■ ASSIGNMENT: Repeat the data exactly as given below, dropping every picture.

(Segmentation mask data)
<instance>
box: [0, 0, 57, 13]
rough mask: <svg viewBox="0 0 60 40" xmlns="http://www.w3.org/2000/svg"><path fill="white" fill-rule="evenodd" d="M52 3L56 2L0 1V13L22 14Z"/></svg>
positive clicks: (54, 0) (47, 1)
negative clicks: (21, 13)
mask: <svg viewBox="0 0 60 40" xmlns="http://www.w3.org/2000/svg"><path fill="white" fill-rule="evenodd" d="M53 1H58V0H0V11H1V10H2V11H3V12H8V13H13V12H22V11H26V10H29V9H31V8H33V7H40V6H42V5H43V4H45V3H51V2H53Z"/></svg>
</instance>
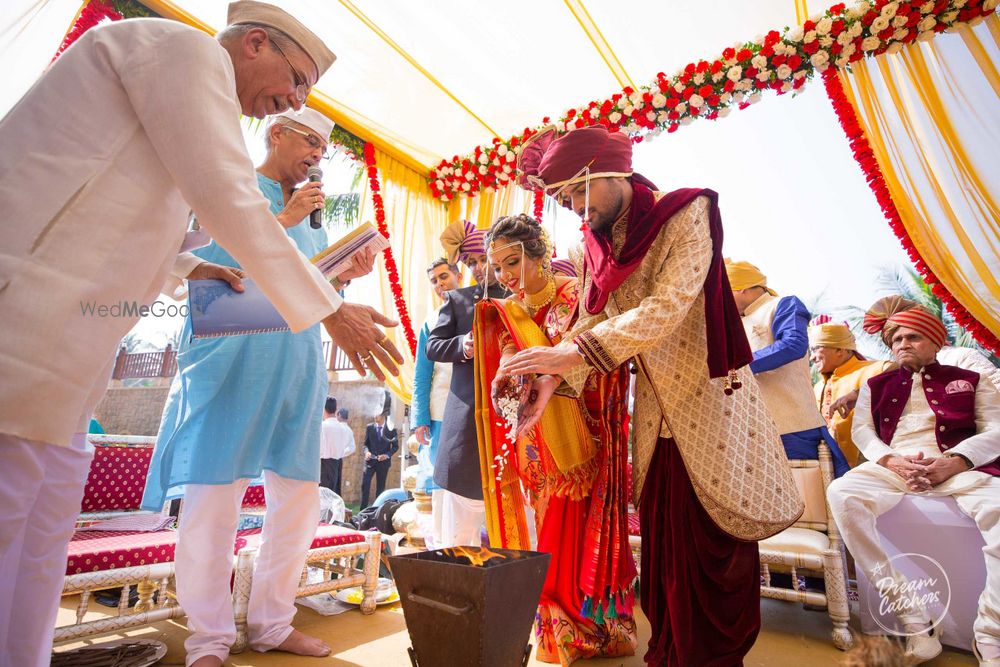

■ ANSWER SPACE:
<instance>
box: [0, 0, 57, 13]
rough mask: <svg viewBox="0 0 60 40" xmlns="http://www.w3.org/2000/svg"><path fill="white" fill-rule="evenodd" d="M52 3L56 2L0 1V13L22 14Z"/></svg>
positive clicks: (54, 0) (47, 1)
negative clicks: (21, 13)
mask: <svg viewBox="0 0 60 40" xmlns="http://www.w3.org/2000/svg"><path fill="white" fill-rule="evenodd" d="M53 1H58V0H0V11H1V10H2V11H3V12H8V13H13V12H22V11H26V10H29V9H31V8H33V7H40V6H42V5H43V4H45V3H51V2H53Z"/></svg>
</instance>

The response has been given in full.